# [Exercise directions]
Format the rows below as a two-column CSV headed instruction,coordinates, with one line per row: its text in the first field and its answer in the second. Put each field in double quotes and replace every line break inside a field with a space.

● ● ● ● ● ● ●

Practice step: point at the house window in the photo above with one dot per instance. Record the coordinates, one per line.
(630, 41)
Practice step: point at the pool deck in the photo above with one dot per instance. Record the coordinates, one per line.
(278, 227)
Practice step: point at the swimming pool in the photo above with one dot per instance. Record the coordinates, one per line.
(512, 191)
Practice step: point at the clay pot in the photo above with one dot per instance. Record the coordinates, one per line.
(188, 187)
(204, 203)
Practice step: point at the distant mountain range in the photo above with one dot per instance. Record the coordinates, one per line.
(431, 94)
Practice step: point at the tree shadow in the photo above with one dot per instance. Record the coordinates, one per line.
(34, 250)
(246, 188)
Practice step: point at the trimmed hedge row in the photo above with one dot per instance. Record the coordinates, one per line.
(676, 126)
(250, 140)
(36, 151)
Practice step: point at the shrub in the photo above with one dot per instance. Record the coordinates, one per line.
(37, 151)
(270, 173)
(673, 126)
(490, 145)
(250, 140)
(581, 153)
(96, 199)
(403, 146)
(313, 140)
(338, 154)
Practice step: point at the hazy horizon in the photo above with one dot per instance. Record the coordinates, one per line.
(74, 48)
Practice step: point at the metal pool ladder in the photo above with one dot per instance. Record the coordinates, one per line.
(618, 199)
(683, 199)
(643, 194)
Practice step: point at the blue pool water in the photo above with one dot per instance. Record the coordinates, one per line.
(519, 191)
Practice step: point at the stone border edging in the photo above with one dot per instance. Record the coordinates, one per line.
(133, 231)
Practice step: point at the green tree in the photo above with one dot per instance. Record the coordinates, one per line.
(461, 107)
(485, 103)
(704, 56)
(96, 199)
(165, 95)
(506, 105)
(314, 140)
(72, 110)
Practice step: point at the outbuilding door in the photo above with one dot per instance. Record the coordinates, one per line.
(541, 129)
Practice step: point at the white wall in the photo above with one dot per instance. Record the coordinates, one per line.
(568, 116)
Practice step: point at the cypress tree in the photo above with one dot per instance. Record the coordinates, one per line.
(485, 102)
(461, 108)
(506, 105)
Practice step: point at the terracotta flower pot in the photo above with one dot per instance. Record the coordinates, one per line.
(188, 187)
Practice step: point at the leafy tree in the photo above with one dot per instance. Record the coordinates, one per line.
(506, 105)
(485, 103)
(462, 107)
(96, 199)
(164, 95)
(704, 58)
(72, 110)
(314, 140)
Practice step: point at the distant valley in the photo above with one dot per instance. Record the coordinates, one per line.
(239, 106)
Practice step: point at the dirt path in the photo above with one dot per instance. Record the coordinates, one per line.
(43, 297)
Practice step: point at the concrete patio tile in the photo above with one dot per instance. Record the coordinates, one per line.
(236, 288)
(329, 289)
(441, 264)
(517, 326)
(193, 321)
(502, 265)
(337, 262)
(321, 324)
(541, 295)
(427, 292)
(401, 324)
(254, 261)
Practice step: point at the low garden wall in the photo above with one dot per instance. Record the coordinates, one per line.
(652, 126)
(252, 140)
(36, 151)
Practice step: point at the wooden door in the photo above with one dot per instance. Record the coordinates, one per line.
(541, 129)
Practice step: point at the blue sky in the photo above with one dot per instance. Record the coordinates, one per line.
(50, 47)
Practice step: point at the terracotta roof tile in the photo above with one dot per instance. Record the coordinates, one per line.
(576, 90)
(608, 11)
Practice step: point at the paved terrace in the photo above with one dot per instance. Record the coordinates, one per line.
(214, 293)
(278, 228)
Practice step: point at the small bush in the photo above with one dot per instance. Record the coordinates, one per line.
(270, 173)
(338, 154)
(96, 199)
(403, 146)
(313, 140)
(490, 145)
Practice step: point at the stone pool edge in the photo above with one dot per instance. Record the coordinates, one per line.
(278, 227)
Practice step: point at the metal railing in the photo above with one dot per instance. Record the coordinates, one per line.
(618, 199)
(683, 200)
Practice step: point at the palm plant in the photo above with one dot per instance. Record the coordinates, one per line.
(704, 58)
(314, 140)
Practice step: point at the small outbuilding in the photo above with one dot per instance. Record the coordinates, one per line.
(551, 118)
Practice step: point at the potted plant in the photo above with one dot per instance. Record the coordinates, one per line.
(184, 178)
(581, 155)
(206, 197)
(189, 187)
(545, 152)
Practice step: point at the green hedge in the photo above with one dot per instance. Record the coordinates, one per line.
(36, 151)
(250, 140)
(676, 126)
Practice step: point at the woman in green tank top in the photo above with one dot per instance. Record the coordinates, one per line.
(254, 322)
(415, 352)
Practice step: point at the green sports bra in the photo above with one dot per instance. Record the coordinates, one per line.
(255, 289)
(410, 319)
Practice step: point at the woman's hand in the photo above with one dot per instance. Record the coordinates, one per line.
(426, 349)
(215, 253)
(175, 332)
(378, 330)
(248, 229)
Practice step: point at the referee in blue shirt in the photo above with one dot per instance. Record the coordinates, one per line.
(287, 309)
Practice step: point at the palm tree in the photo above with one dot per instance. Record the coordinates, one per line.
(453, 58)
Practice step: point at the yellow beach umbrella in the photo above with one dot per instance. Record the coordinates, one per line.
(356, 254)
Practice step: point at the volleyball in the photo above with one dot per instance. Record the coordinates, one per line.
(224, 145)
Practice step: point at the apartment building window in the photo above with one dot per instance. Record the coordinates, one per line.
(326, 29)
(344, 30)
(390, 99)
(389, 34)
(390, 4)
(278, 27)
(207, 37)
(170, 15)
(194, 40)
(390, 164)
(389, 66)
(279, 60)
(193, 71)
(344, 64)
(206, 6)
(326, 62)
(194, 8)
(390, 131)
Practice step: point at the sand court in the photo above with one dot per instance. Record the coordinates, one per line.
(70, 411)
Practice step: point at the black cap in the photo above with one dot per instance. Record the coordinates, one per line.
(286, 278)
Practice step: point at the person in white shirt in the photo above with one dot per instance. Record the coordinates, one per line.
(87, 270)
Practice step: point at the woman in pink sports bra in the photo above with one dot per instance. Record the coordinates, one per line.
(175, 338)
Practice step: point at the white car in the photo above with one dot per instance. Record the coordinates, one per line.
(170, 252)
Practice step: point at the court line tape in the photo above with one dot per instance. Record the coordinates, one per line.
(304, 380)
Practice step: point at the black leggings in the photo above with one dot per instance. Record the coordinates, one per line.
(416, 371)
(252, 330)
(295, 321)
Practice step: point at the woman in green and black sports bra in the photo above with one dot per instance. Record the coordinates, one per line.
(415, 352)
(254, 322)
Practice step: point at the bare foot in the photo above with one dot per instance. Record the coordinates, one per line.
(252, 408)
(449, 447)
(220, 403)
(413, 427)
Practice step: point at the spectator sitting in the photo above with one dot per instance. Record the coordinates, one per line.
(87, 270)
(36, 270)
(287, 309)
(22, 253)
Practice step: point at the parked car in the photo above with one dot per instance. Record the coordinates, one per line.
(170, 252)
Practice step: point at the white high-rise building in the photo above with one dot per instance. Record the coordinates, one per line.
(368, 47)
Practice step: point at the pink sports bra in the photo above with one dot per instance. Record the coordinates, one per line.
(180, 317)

● ● ● ● ● ● ●

# [Solution]
instruction,coordinates
"Practice step: point at the house window in the photo above with one dot per instance. Record the coordinates, one per line.","(630, 41)"
"Practice step: point at the pool deck in the photo above with one dot per instance. Record the coordinates, one per line.","(278, 227)"
"Practice step: point at the swimming pool in the photo above with one dot per instance. Record the coordinates, one per line.","(512, 191)"
"Practice step: point at the clay pot in the photo above with one dot per instance. Record the coordinates, one per line.","(188, 187) (204, 203)"
"Practice step: point at the distant mountain range in the photo above with one dot per instance. Record the coordinates, one per line.","(431, 94)"
"Practice step: point at the tree shadow in the photo above with one dot per instance. Record the coordinates, one per line.","(34, 250) (246, 188)"
"Practice step: point at the trimmed hedge row in the photo above with one dot per instance. Record the coordinates, one per line.","(676, 126) (250, 140) (36, 151)"
"Practice step: point at the shrub in the photo above with one dot per instance. Record the coordinates, one per line.","(37, 151) (270, 173) (673, 126) (490, 145) (250, 140) (581, 153) (96, 199) (403, 146) (313, 140) (338, 154)"
"Practice step: point at the hazy horizon in the photo above with one dot per instance. Record the coordinates, one per line.","(74, 48)"
"Practice step: point at the metal pool ladder in the photo above with one dot per instance. Record the coordinates, one per line.","(618, 199) (683, 199) (643, 194)"
"Practice step: point at the blue pool water in the photo above with one dot per instance. Record the coordinates, one per line.","(519, 191)"
"Practice step: point at the stone border edging in the photo above with one dot per instance. Record the coordinates, one per line.","(133, 231)"
"Practice step: point at the green tree in the photo above with one dot per instance. Record the coordinates, one per line.","(461, 107) (485, 103) (704, 56) (96, 199) (165, 95) (506, 105) (314, 140) (72, 110)"
"Practice step: point at the outbuilding door in the photo above with one dot per instance. Record the coordinates, one per line.","(541, 129)"
"Practice step: point at the white wall in the photo above with one dot per instance. Record the coordinates, one per line.","(568, 116)"
"Practice step: point at the cypress tree in the photo above with one dot per instance. Record the coordinates, one per line.","(485, 102) (461, 108) (506, 105)"
"Practice step: point at the terracotta flower pot in the photo above with one dot per instance. Record the coordinates, one per line.","(188, 187)"
"Practice step: point at the leafy tree in the photo above with one dot per instance. Record the coordinates, one per line.","(506, 105) (485, 103) (462, 107) (96, 199) (164, 95) (704, 58) (72, 110) (314, 140)"
"Practice step: point at the distant valley in the photo above with one dot per instance. Record the coordinates, one per line.","(239, 106)"
"Practice step: point at the dirt path in the photo above with one dot per instance. Record the coordinates, one per line.","(43, 297)"
"Practice step: point at the concrete patio tile in the photo above with one dot per instance. Record the coordinates, one per line.","(236, 288) (329, 289) (441, 264) (517, 326) (193, 321) (502, 265) (337, 262) (321, 324) (541, 295) (427, 292) (401, 324) (254, 261)"
"Practice step: point at the low garden wall in the photo above with one dot per instance. Record the coordinates, one per line.","(652, 126) (252, 140) (36, 151)"
"Practice step: point at the wooden door in the photo above with one dot per instance. Record the coordinates, one per line.","(541, 129)"
"Practice step: point at the blue sky in the photo above with one dot per instance. Record the coordinates, one per line.","(50, 47)"
"Practice step: point at the terracotta roof tile in the photo above with one dot per instance. Record the coordinates, one per line.","(576, 90) (608, 11)"
"Practice step: point at the paved terrace in the photo above with one dot per instance. Record the coordinates, one per line.","(214, 293) (278, 228)"
"Practice step: point at the small bush in the photo above with one dot per instance. Record the coordinates, one per line.","(270, 173) (338, 154) (96, 199) (403, 146) (313, 140) (490, 145)"
"Practice step: point at the stone pool edge in the photo above with one dot per instance. Record the coordinates, one per line.","(278, 227)"
"Practice step: point at the metal railing in the photo above with one dot per instance. Record the coordinates, one per line.","(618, 199) (683, 200)"
"Practice step: point at the palm plant in the photo above with one dot per instance. Record the coordinates, one per line.","(704, 58) (314, 140)"
"Practice step: point at the small outbuilding in the photo above with one dot per instance. Record the coordinates, one per line.","(551, 118)"
"Practice step: point at the potted plant in the photo above with one dot per instance. Record the coordinates, one per line.","(184, 178) (581, 155) (206, 197) (189, 187) (545, 152)"
"Practice step: point at the green hedge in the photo above with one dot per instance. Record the coordinates, one per line.","(36, 151) (250, 140) (676, 126)"
"Practice step: point at the woman in green tank top in the photo above with one dot per instance. Record the coordinates, one per line.","(254, 322) (415, 352)"
"Practice step: point at the green sports bra in the photo above with one dot per instance. Record the coordinates, one per line.","(255, 289) (410, 319)"
"Practice step: point at the woman's hand in the photo above with one dot per instance. Record the coordinates, one per line.","(426, 349) (215, 253) (175, 332) (378, 330) (248, 229)"
"Practice step: point at the referee in blue shirt in the photo above with one dot per instance. Record the coordinates, one per line.","(287, 309)"
"Practice step: point at the palm tree in the photo above with one dot per instance. Record the coordinates, one per line.","(453, 58)"
"Practice step: point at the yellow beach umbrella in the photo above with one dot per instance. Record the coordinates, one per line.","(356, 254)"
"Practice step: point at the volleyball in the photo above with one dot per instance. Record the coordinates, one per line.","(224, 145)"
"Practice step: point at the apartment building window in the photo above with one dot per instance. Record the coordinates, one per line.","(326, 29) (344, 30) (390, 99) (389, 34) (390, 4) (278, 27) (207, 37) (170, 15) (194, 40) (390, 164) (389, 66) (279, 60) (193, 71) (344, 64) (206, 6) (326, 62) (194, 8) (390, 131)"
"Practice step: point at the sand court in the photo above with one dot per instance. Record the coordinates, one per line.","(70, 411)"
"Practice step: point at the black cap in the photo above with one dot per instance. Record the coordinates, one per line.","(286, 278)"
"Practice step: point at the person in white shirt in the photo above with one dot per instance. Record the coordinates, one per line.","(87, 270)"
"Practice step: point at the woman in pink sports bra in the photo above with one dot per instance. Record the coordinates, one per line.","(175, 338)"
"Practice step: point at the white car in the photo above with one dot per instance. Record the coordinates, one per line.","(170, 252)"
"Practice step: point at the court line tape in the photo above with one dot per instance. Record the coordinates, one per line.","(304, 380)"
"Practice step: point at the black leggings in the photo above with one dot per instance. Record the coordinates, one per line.","(416, 371) (252, 330) (295, 321)"
"Practice step: point at the woman in green and black sports bra in the photo above with one dot per instance. Record the coordinates, one per line.","(415, 352) (254, 322)"
"Practice step: point at the bare foot in the photo above with one dot per instance. Record the coordinates, one per line.","(252, 408) (449, 447) (220, 403) (413, 427)"
"Practice step: point at the spectator sitting in the photo above with one dot per instance. Record the coordinates, one per line.","(87, 270) (36, 270) (287, 309) (22, 253)"
"Practice step: point at the parked car in the photo above with one dot per instance. Record the coordinates, one per line.","(170, 252)"
"Practice step: point at the white high-rise building in the photo above with one dot per instance. Record the coordinates, one per line.","(368, 47)"
"Practice step: point at the pink sports bra in the photo above with one dot per instance. Record the coordinates, one per line.","(180, 317)"